## [What you should do]
Render every line of the rows below as a Markdown table with the columns No. and Line Text, skipping blank lines. Leave the pictures out of the answer.

(Data items)
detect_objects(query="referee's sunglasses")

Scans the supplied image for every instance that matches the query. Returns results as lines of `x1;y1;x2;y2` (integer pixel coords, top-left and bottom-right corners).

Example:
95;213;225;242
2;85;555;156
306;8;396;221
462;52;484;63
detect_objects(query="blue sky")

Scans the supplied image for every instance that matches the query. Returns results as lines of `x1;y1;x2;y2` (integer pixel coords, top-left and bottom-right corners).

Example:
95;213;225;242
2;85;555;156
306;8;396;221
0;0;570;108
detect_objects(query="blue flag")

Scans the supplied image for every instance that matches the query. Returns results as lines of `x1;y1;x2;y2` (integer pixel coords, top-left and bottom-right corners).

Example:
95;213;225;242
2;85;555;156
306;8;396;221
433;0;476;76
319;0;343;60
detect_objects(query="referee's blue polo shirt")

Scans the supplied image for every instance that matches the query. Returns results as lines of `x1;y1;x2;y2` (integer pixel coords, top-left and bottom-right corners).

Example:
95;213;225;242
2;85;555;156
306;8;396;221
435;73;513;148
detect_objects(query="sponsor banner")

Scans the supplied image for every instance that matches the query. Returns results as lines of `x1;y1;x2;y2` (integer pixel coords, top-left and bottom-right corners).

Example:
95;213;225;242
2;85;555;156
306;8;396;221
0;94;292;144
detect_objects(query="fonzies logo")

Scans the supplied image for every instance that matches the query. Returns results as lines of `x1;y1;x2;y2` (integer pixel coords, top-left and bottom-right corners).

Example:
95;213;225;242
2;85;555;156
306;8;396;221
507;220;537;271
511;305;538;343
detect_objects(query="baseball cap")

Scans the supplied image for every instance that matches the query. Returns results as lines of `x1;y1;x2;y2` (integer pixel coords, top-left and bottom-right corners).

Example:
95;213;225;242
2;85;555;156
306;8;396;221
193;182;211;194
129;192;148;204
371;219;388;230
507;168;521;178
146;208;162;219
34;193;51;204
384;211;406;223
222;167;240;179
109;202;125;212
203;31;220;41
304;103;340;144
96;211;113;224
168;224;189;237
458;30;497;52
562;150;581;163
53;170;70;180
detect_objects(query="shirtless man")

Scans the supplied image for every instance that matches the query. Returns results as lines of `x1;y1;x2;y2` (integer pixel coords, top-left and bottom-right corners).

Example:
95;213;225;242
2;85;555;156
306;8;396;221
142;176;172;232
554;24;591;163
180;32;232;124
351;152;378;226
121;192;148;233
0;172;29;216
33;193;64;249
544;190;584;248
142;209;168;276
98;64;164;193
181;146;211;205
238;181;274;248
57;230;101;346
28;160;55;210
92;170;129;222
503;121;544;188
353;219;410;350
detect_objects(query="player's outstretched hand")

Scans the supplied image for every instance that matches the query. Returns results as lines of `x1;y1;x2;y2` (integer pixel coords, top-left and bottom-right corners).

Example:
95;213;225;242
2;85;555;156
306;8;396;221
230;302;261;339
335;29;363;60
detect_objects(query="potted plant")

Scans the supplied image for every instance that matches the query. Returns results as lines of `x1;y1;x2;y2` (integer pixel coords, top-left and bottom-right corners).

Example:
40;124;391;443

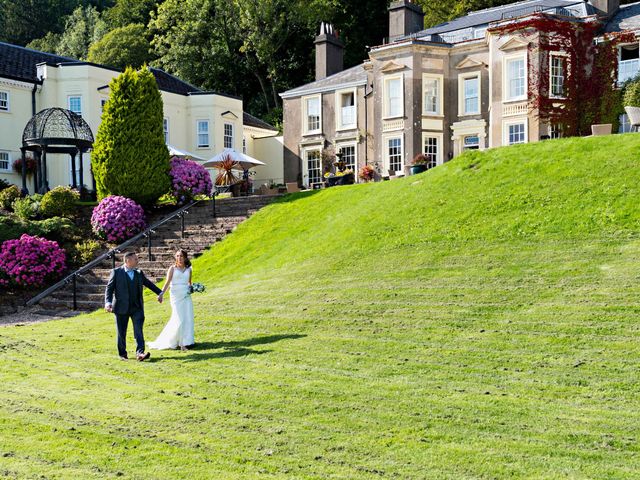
411;153;427;175
624;77;640;132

## [Solution]
| No. | Line Text |
|---|---|
| 1 | detect_objects(query="referee's sunglasses") |
| 2 | Scans the supplied image for every instance that matches the query. Returns results as lines of `x1;y1;x2;y2` (integer pixel coords, top-left and bottom-right corners). |
| 3 | Example: |
| 4 | 95;213;225;242 |
| 5 | 2;85;555;156 |
| 6 | 306;8;396;221 |
| 7 | 462;52;484;63 |
| 8 | detect_objects(query="blue sky") |
| 9 | Scans the supplied image for every instance that matches the query. Returns results as lines of `x1;y1;x2;y2` (integer pixel coords, top-left and bottom-right corners). |
| 10 | Example: |
| 11 | 95;213;225;242 |
| 12 | 2;85;555;156 |
| 13 | 306;8;396;221 |
| 14 | 0;0;570;108 |
| 15 | detect_objects(query="blue flag") |
| 16 | Scans the supplied image for every instance that matches the query. Returns results as lines of `x1;y1;x2;y2` (integer pixel coords, top-left and bottom-right corners). |
| 17 | Example: |
| 18 | 95;213;225;242 |
| 19 | 2;85;555;156 |
| 20 | 306;8;396;221 |
| 21 | 433;0;476;76 |
| 22 | 319;0;343;60 |
| 23 | detect_objects(query="referee's blue polo shirt") |
| 24 | Scans the supplied image for every instance that matches the query. Returns results as lines of `x1;y1;x2;y2` (integer pixel coords, top-left and bottom-right corners). |
| 25 | Example: |
| 26 | 95;213;225;242 |
| 27 | 2;85;555;156 |
| 28 | 306;8;396;221 |
| 29 | 435;73;513;148 |
| 30 | detect_objects(query="sponsor banner") |
| 31 | Scans the supplied image for every instance that matches the query. Returns results as lines of `x1;y1;x2;y2` (integer pixel coords, top-left and bottom-right corners). |
| 32 | Example: |
| 33 | 95;213;225;242 |
| 34 | 2;85;555;156 |
| 35 | 306;8;396;221 |
| 36 | 0;94;292;144 |
| 37 | detect_objects(query="fonzies logo") |
| 38 | Scans the supplied image for every instance that matches the query. Returns results as lines of `x1;y1;x2;y2` (integer pixel coords, top-left and bottom-right corners). |
| 39 | Example: |
| 40 | 95;213;225;242 |
| 41 | 2;85;555;156 |
| 42 | 306;8;396;221 |
| 43 | 507;220;537;271 |
| 44 | 511;305;538;343 |
| 45 | detect_objects(query="baseball cap") |
| 46 | Scans the supplied image for every instance that matches the query. Returns results as lines of `x1;y1;x2;y2` (integer pixel coords, top-left and bottom-right corners). |
| 47 | Example: |
| 48 | 95;213;225;242 |
| 49 | 2;85;555;156 |
| 50 | 306;8;396;221 |
| 51 | 193;182;211;194 |
| 52 | 129;192;148;204 |
| 53 | 371;219;388;230 |
| 54 | 507;168;521;178 |
| 55 | 146;208;162;219 |
| 56 | 34;193;51;204 |
| 57 | 384;211;406;223 |
| 58 | 222;167;240;179 |
| 59 | 109;202;125;212 |
| 60 | 203;31;220;41 |
| 61 | 304;103;340;144 |
| 62 | 96;211;113;224 |
| 63 | 168;224;189;237 |
| 64 | 458;30;497;52 |
| 65 | 562;150;581;163 |
| 66 | 53;170;70;180 |
| 67 | detect_objects(query="shirtless man") |
| 68 | Scans the supplied image for every instance that matches the query. Returns results as lines of `x1;y1;x2;y2` (integer pixel coords, top-left and bottom-right corners). |
| 69 | Example: |
| 70 | 95;213;225;242 |
| 71 | 2;85;555;156 |
| 72 | 306;8;396;221 |
| 73 | 142;176;172;232 |
| 74 | 554;24;591;163 |
| 75 | 180;32;232;124 |
| 76 | 351;152;378;226 |
| 77 | 121;192;148;233 |
| 78 | 0;172;29;216 |
| 79 | 33;193;64;249 |
| 80 | 544;190;584;248 |
| 81 | 142;209;168;276 |
| 82 | 98;64;164;193 |
| 83 | 181;146;211;205 |
| 84 | 238;181;274;248 |
| 85 | 57;230;101;346 |
| 86 | 28;160;55;210 |
| 87 | 92;170;129;222 |
| 88 | 503;121;544;188 |
| 89 | 353;219;410;350 |
| 90 | detect_objects(query="player's outstretched hand") |
| 91 | Scans the supplied image for every instance that matches the query. Returns results as lines of `x1;y1;x2;y2` (integer pixel coords, top-left and bottom-right corners). |
| 92 | Example: |
| 93 | 95;213;225;242 |
| 94 | 2;85;555;156 |
| 95 | 306;8;396;221 |
| 96 | 230;302;261;339 |
| 97 | 335;29;363;60 |
| 98 | detect_objects(query="potted plant") |
| 99 | Scans the supplied image for every instance that matches the query. Returns results as lines of `x1;y1;x2;y2` (integer pixel coords, top-left and bottom-right corners). |
| 100 | Example: |
| 101 | 40;124;391;443 |
| 102 | 411;153;427;175 |
| 103 | 624;77;640;132 |